• _Exercise instructions_
Reproduce, with no alteration, the span of lines that begins at the line containing "ear. Keep to one point per instance." and ends at the last line of the records, both ends included, and nothing else.

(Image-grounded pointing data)
============
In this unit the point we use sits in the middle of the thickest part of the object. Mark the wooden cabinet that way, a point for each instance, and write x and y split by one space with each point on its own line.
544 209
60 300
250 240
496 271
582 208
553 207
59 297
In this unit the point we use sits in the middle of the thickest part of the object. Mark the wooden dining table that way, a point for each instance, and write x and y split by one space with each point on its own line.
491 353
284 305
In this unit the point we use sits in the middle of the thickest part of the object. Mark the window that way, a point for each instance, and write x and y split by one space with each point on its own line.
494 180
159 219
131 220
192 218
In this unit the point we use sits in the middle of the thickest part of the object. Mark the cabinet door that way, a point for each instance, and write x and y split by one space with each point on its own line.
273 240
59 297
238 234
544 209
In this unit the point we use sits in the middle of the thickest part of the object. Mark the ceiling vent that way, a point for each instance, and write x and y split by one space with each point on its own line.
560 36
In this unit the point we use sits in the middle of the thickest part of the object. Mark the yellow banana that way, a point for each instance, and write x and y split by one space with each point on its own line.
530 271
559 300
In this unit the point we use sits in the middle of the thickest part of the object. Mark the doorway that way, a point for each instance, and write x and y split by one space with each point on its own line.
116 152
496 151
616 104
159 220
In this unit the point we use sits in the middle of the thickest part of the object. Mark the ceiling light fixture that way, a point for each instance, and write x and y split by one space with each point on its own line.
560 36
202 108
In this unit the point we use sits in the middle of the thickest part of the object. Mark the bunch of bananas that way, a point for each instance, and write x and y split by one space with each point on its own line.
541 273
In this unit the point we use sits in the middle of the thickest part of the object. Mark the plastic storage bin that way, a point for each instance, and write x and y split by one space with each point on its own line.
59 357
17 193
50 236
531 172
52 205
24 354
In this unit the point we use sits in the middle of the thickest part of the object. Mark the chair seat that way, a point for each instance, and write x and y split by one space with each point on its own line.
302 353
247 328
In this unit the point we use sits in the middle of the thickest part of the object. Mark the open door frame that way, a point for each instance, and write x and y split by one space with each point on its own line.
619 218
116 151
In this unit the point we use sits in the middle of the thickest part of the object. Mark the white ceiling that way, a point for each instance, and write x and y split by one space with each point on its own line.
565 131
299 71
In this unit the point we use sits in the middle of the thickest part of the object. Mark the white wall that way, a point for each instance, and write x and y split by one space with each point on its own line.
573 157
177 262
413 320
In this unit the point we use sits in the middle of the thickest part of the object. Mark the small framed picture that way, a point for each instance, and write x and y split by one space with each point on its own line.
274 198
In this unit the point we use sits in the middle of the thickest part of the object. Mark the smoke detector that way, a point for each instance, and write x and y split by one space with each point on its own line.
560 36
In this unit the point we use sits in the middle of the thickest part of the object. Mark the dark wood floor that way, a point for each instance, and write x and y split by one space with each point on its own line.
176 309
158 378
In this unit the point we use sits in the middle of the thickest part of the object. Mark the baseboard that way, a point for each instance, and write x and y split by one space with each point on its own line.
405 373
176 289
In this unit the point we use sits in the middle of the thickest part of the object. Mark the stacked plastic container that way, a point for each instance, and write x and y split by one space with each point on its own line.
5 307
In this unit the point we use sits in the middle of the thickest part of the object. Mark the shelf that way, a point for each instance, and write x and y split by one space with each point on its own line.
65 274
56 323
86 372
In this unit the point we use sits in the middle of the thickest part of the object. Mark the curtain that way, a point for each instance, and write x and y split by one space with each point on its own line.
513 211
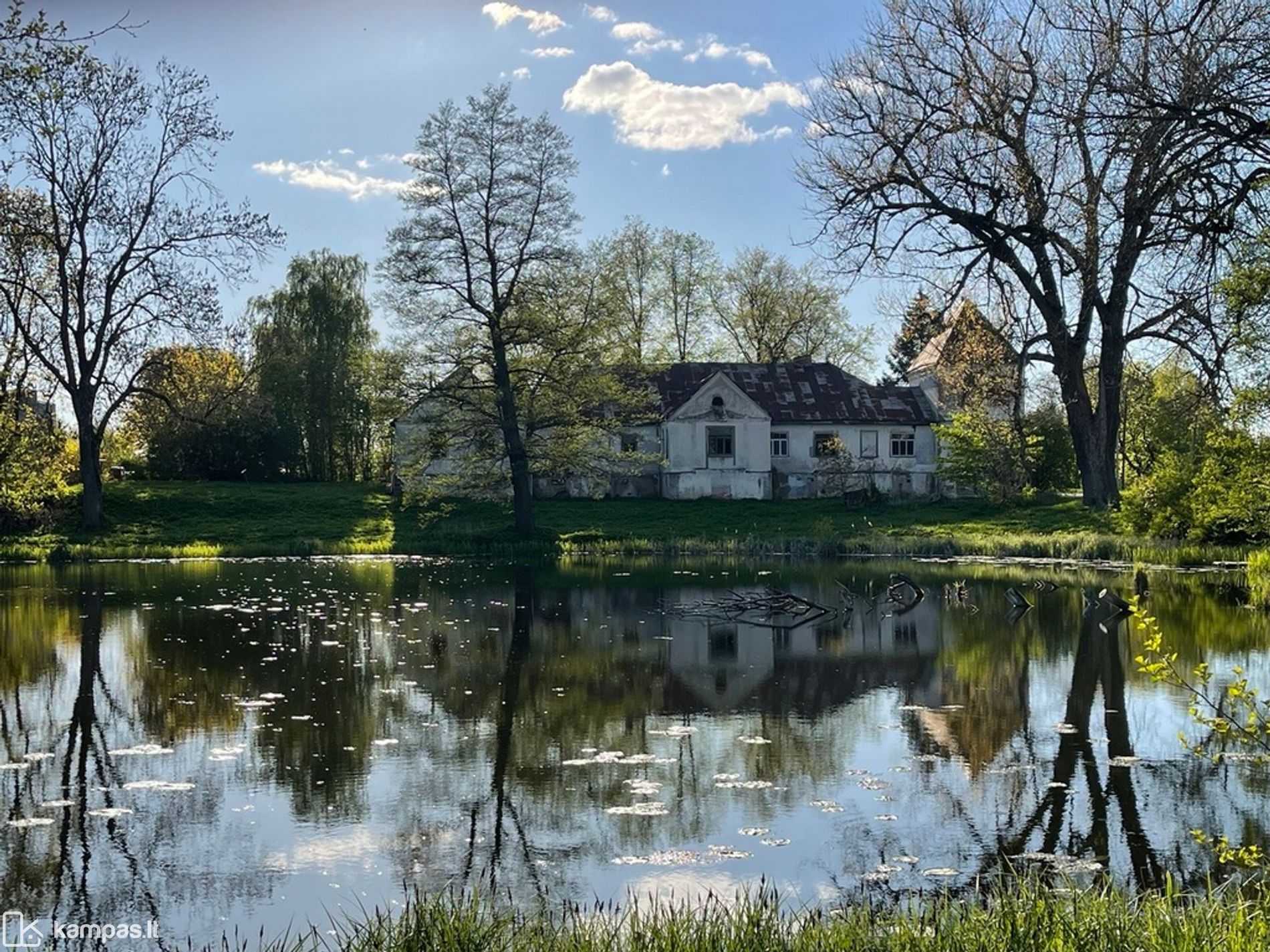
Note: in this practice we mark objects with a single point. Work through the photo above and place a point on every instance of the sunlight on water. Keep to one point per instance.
(265, 743)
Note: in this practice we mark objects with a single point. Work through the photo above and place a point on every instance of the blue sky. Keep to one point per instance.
(684, 112)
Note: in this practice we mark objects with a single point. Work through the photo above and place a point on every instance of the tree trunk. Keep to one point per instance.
(90, 470)
(513, 442)
(1094, 432)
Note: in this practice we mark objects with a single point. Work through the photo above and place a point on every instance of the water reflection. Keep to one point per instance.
(258, 743)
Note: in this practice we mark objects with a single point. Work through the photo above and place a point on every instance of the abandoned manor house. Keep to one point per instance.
(737, 431)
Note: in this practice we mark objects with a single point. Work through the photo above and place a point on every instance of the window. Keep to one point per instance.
(826, 444)
(868, 444)
(719, 441)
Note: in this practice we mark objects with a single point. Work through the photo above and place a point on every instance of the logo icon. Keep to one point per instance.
(18, 933)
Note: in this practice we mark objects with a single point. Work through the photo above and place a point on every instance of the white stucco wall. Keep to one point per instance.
(691, 472)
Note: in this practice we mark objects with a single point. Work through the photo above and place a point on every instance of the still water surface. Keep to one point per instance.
(259, 744)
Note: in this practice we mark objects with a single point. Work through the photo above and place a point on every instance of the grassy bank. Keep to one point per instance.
(1099, 921)
(183, 520)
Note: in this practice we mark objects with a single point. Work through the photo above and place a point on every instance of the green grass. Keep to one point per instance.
(203, 520)
(1030, 918)
(1259, 579)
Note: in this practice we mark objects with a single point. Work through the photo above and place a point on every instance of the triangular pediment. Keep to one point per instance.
(719, 398)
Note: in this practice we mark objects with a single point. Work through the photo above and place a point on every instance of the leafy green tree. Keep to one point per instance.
(489, 220)
(1051, 455)
(771, 310)
(632, 289)
(687, 279)
(199, 417)
(986, 454)
(1217, 492)
(572, 399)
(314, 345)
(918, 327)
(126, 248)
(1168, 409)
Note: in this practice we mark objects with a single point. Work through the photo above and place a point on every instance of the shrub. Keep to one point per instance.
(1216, 492)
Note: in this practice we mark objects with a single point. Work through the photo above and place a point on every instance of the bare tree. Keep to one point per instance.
(125, 248)
(491, 217)
(1094, 162)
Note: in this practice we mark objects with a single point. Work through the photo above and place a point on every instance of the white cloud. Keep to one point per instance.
(713, 50)
(652, 114)
(643, 47)
(539, 21)
(600, 13)
(330, 176)
(635, 31)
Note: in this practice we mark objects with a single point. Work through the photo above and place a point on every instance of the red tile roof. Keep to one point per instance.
(800, 393)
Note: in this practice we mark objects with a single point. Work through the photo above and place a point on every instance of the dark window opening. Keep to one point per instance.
(826, 444)
(721, 441)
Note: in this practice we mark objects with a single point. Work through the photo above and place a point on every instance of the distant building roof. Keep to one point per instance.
(954, 320)
(800, 393)
(932, 353)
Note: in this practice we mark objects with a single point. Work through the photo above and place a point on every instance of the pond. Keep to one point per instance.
(251, 746)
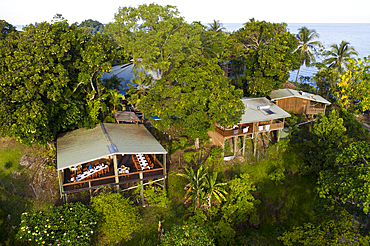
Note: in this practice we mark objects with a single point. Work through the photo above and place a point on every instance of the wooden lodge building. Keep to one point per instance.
(260, 116)
(108, 154)
(299, 102)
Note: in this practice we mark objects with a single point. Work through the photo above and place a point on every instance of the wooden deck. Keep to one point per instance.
(109, 177)
(272, 126)
(245, 129)
(313, 110)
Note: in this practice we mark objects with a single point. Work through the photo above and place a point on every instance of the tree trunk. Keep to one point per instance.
(296, 78)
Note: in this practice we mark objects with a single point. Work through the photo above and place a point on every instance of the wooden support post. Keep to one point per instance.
(60, 183)
(255, 143)
(141, 188)
(164, 169)
(244, 145)
(235, 143)
(115, 163)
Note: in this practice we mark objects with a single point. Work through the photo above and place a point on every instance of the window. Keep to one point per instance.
(268, 111)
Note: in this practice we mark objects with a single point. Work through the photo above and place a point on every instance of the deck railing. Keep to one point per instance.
(234, 132)
(270, 127)
(313, 110)
(128, 177)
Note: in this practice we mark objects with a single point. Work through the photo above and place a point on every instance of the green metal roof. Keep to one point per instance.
(286, 93)
(133, 139)
(252, 112)
(85, 145)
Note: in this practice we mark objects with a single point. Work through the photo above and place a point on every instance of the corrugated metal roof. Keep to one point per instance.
(82, 145)
(252, 112)
(133, 139)
(286, 93)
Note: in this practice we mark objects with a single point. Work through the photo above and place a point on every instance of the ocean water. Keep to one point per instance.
(357, 34)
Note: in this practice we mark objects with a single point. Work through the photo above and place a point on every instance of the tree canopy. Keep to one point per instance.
(306, 44)
(91, 27)
(5, 29)
(339, 56)
(51, 80)
(268, 54)
(191, 90)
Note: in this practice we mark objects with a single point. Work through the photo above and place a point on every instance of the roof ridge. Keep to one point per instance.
(111, 146)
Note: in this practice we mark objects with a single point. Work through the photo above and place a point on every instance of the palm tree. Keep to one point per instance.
(215, 190)
(306, 44)
(116, 99)
(340, 55)
(195, 189)
(216, 26)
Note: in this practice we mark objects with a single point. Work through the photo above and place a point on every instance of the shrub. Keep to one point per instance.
(119, 217)
(8, 164)
(187, 235)
(72, 223)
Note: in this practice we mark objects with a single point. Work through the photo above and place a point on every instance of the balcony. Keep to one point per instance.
(263, 127)
(244, 129)
(313, 110)
(108, 178)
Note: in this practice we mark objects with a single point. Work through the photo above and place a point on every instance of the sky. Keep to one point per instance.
(23, 12)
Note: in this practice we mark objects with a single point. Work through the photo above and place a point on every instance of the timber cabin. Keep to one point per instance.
(299, 102)
(109, 154)
(260, 116)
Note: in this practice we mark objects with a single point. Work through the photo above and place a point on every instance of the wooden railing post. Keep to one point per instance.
(116, 172)
(141, 188)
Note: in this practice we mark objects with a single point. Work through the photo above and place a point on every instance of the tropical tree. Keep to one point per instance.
(5, 29)
(216, 26)
(352, 90)
(51, 80)
(195, 189)
(306, 44)
(91, 27)
(240, 201)
(325, 79)
(115, 99)
(191, 92)
(214, 189)
(267, 51)
(340, 56)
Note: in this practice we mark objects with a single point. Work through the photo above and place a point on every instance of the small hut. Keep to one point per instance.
(260, 116)
(299, 102)
(109, 154)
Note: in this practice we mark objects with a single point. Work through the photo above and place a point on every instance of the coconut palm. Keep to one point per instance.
(340, 56)
(216, 26)
(215, 190)
(306, 45)
(195, 189)
(116, 99)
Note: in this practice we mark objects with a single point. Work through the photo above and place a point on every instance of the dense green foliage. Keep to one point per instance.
(307, 46)
(340, 56)
(51, 80)
(91, 27)
(72, 223)
(267, 53)
(5, 29)
(119, 218)
(187, 235)
(190, 89)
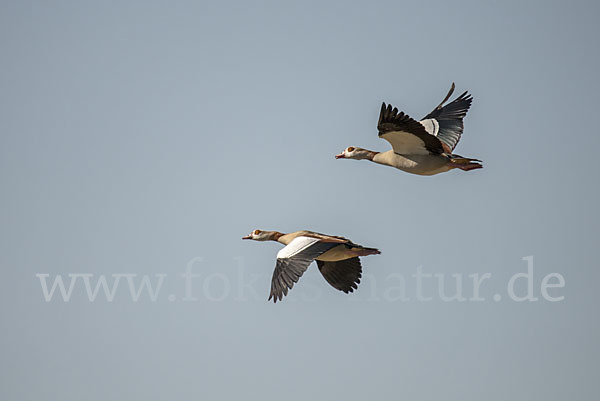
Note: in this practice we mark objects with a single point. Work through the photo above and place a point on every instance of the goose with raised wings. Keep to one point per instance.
(337, 259)
(421, 147)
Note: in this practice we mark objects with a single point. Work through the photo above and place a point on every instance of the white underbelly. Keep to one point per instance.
(340, 252)
(414, 164)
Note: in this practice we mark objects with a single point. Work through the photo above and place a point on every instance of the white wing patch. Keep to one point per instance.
(405, 143)
(297, 245)
(431, 125)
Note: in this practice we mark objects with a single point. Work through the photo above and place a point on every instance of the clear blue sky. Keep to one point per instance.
(136, 136)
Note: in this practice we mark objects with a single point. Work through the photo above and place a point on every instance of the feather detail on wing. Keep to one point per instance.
(292, 262)
(449, 119)
(406, 135)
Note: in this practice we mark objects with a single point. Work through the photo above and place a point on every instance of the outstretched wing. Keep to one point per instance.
(407, 136)
(446, 122)
(343, 275)
(292, 262)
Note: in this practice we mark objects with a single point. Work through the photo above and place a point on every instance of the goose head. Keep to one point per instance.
(260, 235)
(352, 152)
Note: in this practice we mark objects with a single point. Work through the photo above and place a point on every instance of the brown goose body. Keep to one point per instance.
(337, 258)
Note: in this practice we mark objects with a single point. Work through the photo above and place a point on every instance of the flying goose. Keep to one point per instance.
(421, 147)
(337, 259)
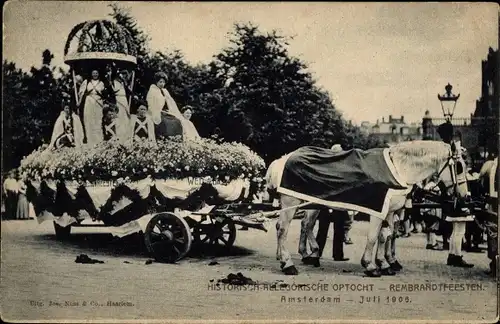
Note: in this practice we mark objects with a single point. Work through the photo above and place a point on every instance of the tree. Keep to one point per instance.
(31, 102)
(270, 101)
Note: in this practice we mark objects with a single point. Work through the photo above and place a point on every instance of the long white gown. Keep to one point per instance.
(92, 111)
(123, 117)
(61, 127)
(156, 99)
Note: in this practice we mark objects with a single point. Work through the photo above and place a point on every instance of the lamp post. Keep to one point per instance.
(448, 102)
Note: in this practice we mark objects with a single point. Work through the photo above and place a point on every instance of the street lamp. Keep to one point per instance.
(448, 102)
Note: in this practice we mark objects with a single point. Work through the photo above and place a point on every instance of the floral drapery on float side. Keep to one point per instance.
(117, 183)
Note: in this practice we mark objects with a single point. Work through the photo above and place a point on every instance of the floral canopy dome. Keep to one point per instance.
(99, 41)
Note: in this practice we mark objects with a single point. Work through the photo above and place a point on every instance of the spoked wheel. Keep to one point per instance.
(215, 232)
(62, 233)
(167, 237)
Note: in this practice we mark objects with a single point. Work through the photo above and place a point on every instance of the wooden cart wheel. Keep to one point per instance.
(167, 237)
(214, 232)
(62, 233)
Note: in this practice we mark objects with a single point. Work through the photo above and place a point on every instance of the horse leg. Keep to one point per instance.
(307, 231)
(282, 227)
(367, 260)
(304, 223)
(390, 252)
(383, 256)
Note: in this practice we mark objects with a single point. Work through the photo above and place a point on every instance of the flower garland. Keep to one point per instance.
(167, 159)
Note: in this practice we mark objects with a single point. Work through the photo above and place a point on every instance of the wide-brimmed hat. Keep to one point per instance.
(336, 148)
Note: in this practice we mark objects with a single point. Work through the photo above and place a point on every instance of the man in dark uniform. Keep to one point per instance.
(455, 258)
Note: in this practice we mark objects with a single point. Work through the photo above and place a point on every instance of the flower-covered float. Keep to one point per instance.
(172, 190)
(157, 189)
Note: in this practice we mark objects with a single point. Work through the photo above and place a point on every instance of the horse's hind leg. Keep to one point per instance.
(390, 249)
(367, 260)
(307, 233)
(304, 224)
(385, 246)
(282, 227)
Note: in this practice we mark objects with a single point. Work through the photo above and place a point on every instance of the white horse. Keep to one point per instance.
(414, 161)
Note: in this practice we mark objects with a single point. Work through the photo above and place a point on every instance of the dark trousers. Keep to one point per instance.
(473, 234)
(339, 219)
(10, 205)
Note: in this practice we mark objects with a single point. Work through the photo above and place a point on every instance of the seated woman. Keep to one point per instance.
(142, 126)
(109, 125)
(163, 109)
(68, 130)
(189, 131)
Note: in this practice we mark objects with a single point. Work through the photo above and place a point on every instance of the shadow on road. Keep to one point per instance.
(132, 245)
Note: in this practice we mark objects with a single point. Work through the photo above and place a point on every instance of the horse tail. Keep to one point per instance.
(272, 175)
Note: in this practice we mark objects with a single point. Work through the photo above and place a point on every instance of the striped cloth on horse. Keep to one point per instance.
(358, 180)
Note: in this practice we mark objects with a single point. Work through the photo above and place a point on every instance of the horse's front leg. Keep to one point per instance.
(307, 233)
(304, 224)
(282, 227)
(390, 251)
(367, 260)
(384, 247)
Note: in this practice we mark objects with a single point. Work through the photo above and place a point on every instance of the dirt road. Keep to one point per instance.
(41, 281)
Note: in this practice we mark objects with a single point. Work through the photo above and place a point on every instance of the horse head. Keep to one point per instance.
(416, 161)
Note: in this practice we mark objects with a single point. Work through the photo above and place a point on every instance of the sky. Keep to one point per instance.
(375, 59)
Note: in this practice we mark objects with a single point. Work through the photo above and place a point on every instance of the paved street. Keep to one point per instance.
(40, 281)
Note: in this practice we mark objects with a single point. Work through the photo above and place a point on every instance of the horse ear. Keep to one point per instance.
(453, 147)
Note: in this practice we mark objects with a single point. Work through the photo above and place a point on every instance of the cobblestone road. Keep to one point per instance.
(41, 281)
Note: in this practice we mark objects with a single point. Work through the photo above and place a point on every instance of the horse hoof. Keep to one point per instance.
(387, 272)
(290, 271)
(311, 261)
(395, 266)
(373, 273)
============
• _Answer_
Note: in this practice we mark objects with a single point. Work through the photo above and place a point on every instance of the horse ear. Keep to one point per instance.
(453, 147)
Note: in this practice we mark objects with a single point. Work through the photo above and place a point on every instance of the cobblestone road. Keep to one point per instance.
(41, 281)
Note: in this practice we mark objects with a single point. Work through the photo above and place a point on every instance of the horse hoof. Keep to one point per instance.
(387, 272)
(290, 271)
(311, 261)
(395, 266)
(373, 273)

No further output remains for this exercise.